__Information supplied__.
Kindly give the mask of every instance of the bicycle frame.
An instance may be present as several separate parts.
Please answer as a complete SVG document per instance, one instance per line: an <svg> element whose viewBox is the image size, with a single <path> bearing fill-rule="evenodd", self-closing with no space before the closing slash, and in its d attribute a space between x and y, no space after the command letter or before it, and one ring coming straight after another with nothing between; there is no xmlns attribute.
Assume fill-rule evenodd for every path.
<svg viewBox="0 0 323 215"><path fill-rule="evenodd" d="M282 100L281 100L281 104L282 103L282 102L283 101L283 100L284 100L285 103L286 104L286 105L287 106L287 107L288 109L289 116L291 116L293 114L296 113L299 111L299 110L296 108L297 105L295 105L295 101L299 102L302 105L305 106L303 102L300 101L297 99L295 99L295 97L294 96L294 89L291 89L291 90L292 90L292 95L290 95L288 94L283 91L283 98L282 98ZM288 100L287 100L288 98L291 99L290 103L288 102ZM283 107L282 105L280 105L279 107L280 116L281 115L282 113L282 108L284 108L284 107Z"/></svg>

__Work to be completed__.
Copy the rows above verbatim, line for line.

__Answer__.
Kindly give the mask of every instance of the bicycle frame.
An instance may be present as several separate parts.
Please answer as a complete SVG document per instance, one instance per line: an <svg> element whose viewBox is the image size, with a single <path> bearing fill-rule="evenodd", self-closing with no space before the closing slash, and in its d attribute a space between x and y, no space after the command letter or before it, and one ring coming straight after another with nothing between; there is no xmlns attribute.
Assume fill-rule evenodd for every path.
<svg viewBox="0 0 323 215"><path fill-rule="evenodd" d="M282 100L281 100L281 104L282 103L282 102L283 101L283 100L284 100L285 103L286 104L286 105L287 106L287 107L288 109L289 116L291 116L293 114L296 113L299 111L299 110L296 108L297 105L295 105L295 101L299 102L302 105L305 106L303 102L300 101L297 99L295 99L295 97L294 96L294 89L291 89L291 90L292 90L292 95L290 95L288 94L283 91L283 98L282 98ZM288 100L287 100L288 98L291 99L290 103L288 102ZM283 107L282 105L280 105L279 107L280 116L281 115L282 113L282 108L284 108L284 107Z"/></svg>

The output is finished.